● EXERCISE PASSAGE
------
I also learned to read my Bible. Some people have asked me how I could believe in a God who would allow such abuse to happen. I’m not sure how to answer that other than to say that I always felt God had a plan for me. I never felt abandoned by Him. I learned to find great comfort in reading Psalms. In them, I found the hope to survive each day. In them, I found a reason to live. I also believed that I would one day be able to use my abuse to help someone else.

When I reached the age of 18, I graduated high school and went to college. I thought, that in leaving, I was also leaving the abuse behind. Physically, I was. The emotional scars, however, stayed with me. Those scars led me on some paths that were positive. They also led me on some very negative pathways.

My self-esteem was shattered. I had a compulsion to find someone who would love me and give me the love that my father was not able to give to me. I had a need to feel “normal.” As a result, I became sexually promiscuous. I wanted to be loved, and felt that sex was all that I had to offer. After all, my own father could not love me without it.

When I fell in love and got married, I felt complete. I thought my past was finally behind me. My husband was kind, loving, a Christian. He had grown up with an abusive father, so we had a lot in common. I thought that was a good thing. I didn’t realize at the time, however, how scarred he was as well.
------
● REQUIRED TASKS
1. Which words does the personal account above use to describe the narrator's husband?
2. From the personal account, copy the passage that begins at the words "My self-esteem was" and ends after "was as well.".

● STORED DATA
------
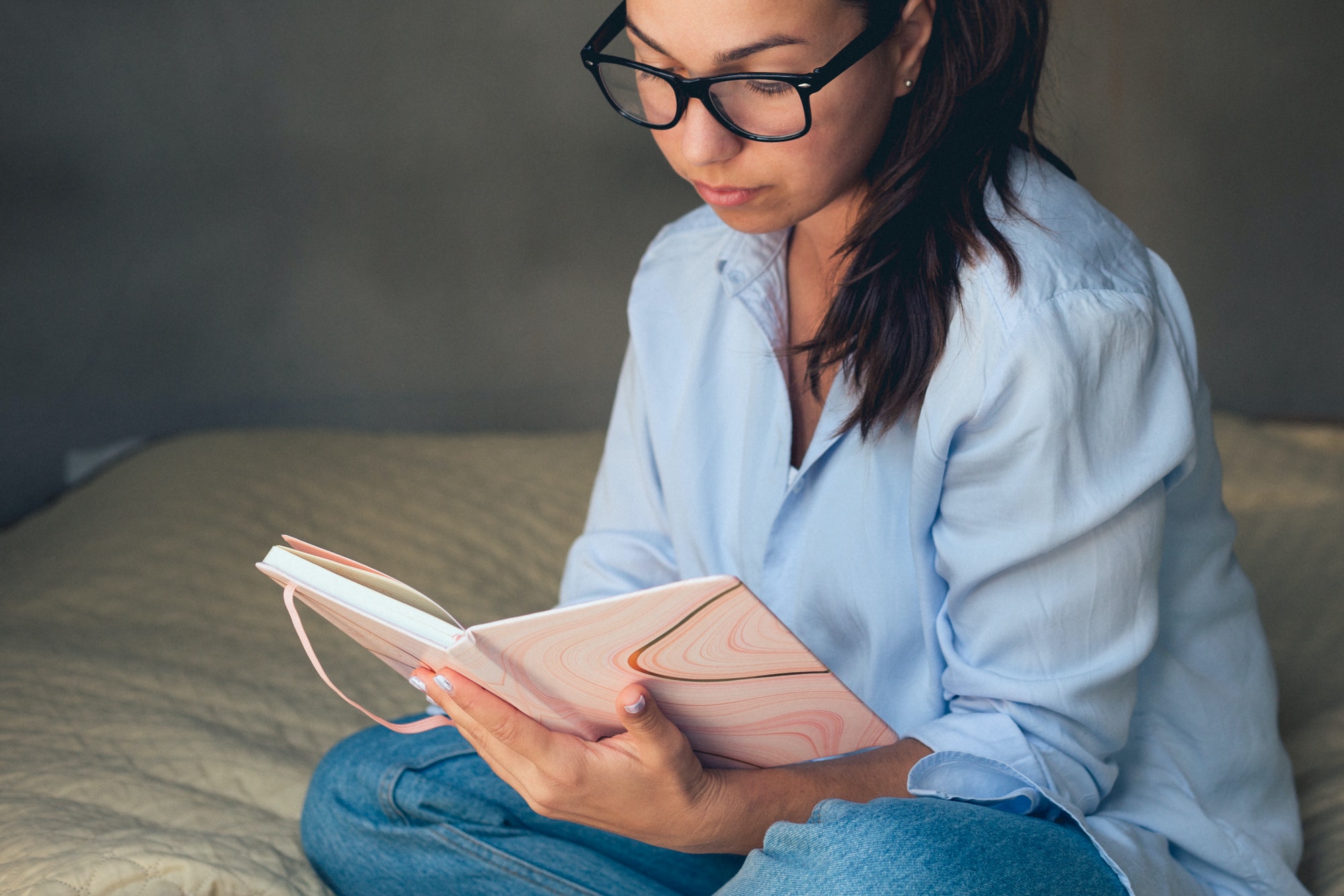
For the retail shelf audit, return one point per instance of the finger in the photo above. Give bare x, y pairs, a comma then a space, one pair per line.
490, 717
658, 738
497, 754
------
● OUTPUTS BY TASK
1. kind, loving, a Christian

2.
My self-esteem was shattered. I had a compulsion to find someone who would love me and give me the love that my father was not able to give to me. I had a need to feel “normal.” As a result, I became sexually promiscuous. I wanted to be loved, and felt that sex was all that I had to offer. After all, my own father could not love me without it.

When I fell in love and got married, I felt complete. I thought my past was finally behind me. My husband was kind, loving, a Christian. He had grown up with an abusive father, so we had a lot in common. I thought that was a good thing. I didn’t realize at the time, however, how scarred he was as well.